[Coordinate annotation records]

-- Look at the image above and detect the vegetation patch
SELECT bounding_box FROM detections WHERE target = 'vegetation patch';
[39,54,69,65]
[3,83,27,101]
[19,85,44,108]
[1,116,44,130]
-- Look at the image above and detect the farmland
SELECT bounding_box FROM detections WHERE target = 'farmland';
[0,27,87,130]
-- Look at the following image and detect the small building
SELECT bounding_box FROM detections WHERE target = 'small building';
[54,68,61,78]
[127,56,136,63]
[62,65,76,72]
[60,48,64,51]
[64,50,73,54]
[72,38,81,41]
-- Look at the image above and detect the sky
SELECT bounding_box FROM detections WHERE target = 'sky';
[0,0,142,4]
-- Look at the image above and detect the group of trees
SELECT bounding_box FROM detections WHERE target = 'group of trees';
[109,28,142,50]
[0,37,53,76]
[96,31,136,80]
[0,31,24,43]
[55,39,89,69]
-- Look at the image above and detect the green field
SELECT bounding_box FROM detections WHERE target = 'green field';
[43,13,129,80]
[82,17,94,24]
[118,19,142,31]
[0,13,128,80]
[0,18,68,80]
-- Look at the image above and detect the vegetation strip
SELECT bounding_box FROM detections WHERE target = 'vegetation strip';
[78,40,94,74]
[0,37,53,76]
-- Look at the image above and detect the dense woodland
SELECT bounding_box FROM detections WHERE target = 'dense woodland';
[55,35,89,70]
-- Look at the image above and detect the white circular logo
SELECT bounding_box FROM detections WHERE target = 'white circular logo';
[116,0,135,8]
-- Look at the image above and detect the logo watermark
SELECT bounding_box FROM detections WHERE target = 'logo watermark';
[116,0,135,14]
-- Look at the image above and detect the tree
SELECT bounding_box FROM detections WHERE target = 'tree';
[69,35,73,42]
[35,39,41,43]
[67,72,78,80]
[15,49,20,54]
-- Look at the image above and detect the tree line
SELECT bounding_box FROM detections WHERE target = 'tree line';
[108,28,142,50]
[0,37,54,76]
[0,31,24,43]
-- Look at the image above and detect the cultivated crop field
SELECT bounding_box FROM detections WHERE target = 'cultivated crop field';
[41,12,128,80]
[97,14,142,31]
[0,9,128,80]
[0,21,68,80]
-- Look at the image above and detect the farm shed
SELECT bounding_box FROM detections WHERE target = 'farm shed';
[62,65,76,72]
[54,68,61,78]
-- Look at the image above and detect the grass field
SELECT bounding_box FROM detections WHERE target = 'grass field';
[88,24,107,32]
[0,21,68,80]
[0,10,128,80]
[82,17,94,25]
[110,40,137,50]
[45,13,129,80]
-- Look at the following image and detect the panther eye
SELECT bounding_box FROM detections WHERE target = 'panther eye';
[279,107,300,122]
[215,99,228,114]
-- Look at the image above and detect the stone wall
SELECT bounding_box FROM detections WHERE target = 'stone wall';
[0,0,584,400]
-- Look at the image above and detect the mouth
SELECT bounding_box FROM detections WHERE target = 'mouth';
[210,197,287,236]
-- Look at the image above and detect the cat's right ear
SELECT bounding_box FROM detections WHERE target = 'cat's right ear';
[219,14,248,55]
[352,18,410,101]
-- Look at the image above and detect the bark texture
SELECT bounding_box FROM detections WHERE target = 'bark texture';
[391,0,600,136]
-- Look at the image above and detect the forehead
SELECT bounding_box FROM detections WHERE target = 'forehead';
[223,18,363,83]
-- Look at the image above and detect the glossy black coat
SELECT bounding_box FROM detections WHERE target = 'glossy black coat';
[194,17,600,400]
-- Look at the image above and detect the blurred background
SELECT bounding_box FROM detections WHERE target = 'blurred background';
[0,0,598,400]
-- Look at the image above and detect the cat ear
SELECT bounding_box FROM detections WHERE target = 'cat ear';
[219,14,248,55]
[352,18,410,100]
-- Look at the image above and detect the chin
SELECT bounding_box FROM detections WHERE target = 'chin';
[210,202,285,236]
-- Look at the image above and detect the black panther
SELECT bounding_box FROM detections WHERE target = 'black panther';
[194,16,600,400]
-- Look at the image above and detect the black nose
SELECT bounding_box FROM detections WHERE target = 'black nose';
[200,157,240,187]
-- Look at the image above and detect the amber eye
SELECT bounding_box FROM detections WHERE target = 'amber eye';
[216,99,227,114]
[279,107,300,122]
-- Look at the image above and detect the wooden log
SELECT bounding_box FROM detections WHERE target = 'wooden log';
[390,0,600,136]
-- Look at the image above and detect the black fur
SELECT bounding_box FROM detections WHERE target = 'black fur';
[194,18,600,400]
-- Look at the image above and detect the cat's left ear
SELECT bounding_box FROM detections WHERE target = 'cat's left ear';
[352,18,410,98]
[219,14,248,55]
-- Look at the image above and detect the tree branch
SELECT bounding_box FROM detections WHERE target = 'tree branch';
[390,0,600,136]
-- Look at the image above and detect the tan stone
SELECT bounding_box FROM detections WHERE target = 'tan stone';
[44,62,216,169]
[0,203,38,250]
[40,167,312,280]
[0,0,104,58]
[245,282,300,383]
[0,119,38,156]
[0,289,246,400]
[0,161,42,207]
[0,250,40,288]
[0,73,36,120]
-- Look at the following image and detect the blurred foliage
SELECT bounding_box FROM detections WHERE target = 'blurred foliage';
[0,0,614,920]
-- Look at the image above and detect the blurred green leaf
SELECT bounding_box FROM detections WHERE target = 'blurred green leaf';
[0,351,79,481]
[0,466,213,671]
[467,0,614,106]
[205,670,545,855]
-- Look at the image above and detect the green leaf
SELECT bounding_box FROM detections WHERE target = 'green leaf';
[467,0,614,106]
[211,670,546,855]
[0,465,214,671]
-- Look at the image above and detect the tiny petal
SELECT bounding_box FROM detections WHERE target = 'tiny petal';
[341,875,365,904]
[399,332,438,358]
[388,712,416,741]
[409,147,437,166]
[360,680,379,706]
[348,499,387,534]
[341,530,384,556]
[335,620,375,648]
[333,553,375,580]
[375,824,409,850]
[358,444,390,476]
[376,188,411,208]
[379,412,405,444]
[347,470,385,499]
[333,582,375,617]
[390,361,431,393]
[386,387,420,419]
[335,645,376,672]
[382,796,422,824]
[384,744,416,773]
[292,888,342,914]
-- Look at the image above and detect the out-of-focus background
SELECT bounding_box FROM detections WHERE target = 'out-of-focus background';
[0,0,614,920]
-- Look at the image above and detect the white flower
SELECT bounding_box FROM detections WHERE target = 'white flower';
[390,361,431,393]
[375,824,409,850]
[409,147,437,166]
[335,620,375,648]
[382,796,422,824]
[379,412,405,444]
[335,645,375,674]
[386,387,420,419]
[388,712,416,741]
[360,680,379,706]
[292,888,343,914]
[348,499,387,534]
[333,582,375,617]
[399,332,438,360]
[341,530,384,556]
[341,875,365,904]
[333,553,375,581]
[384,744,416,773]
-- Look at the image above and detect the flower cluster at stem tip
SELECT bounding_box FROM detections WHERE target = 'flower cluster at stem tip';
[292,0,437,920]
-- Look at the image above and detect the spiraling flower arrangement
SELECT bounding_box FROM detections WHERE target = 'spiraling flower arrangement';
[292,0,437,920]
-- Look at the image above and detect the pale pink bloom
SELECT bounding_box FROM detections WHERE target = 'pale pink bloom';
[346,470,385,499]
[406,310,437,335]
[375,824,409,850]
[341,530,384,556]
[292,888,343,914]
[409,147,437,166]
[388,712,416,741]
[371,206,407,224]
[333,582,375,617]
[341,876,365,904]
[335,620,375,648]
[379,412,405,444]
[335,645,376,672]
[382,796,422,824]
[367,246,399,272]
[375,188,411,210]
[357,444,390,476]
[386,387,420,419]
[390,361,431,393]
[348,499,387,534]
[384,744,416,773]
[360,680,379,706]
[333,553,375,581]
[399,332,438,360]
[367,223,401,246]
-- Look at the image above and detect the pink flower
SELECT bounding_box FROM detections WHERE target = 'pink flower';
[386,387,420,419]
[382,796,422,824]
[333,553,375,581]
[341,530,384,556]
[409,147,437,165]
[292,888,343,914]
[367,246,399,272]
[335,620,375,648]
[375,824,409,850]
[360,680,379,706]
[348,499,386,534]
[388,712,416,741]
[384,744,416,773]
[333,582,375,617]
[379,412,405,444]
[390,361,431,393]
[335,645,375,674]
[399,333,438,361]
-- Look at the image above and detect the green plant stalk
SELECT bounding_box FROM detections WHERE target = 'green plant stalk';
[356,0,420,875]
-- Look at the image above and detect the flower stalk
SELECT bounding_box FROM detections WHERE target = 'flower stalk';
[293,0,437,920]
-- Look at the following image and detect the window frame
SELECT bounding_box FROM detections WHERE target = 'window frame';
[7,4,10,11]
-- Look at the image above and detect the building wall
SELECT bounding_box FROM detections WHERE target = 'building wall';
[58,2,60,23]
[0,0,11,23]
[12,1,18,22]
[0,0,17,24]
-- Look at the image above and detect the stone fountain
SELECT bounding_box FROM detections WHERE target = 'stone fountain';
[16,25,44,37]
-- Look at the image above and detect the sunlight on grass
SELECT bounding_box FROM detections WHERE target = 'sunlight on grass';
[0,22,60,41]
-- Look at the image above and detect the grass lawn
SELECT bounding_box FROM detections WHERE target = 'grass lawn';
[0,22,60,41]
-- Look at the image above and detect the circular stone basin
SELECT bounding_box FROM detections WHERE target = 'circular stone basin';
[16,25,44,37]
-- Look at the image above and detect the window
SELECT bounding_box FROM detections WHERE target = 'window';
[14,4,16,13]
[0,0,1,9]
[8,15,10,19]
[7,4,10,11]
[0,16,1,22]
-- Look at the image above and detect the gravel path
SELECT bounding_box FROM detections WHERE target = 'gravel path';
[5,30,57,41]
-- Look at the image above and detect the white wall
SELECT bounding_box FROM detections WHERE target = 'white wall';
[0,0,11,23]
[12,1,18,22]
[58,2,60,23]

# [What you have to do]
Reproduce verbatim every line from the one containing "-- Look at the image above and detect the chin" through the one containing "[194,18,600,400]", inclusive of both.

# [Exercise result]
-- Look at the image above and detect the chin
SELECT bounding_box FROM detections WHERE target = 'chin';
[210,202,285,236]
-- Look at the image above and detect the black panther
SELECT bounding_box FROM detections WHERE target = 'black panther';
[194,16,600,400]
-- Look at the image above and detect the black nose
SELECT bounding_box FROM detections WHERE target = 'black nose';
[200,157,240,187]
-- Look at the image above and detect the amber eye
SELECT bounding_box FROM detections WHERE target = 'amber eye';
[216,99,227,114]
[279,107,300,122]
-- Look at the image above and detect the wooden log
SELECT bounding_box FROM detections WHERE target = 'wooden log';
[390,0,600,136]
-- Look at the image above and detect the black fur
SELECT bounding_box FROM detections WHERE target = 'black fur';
[194,18,600,400]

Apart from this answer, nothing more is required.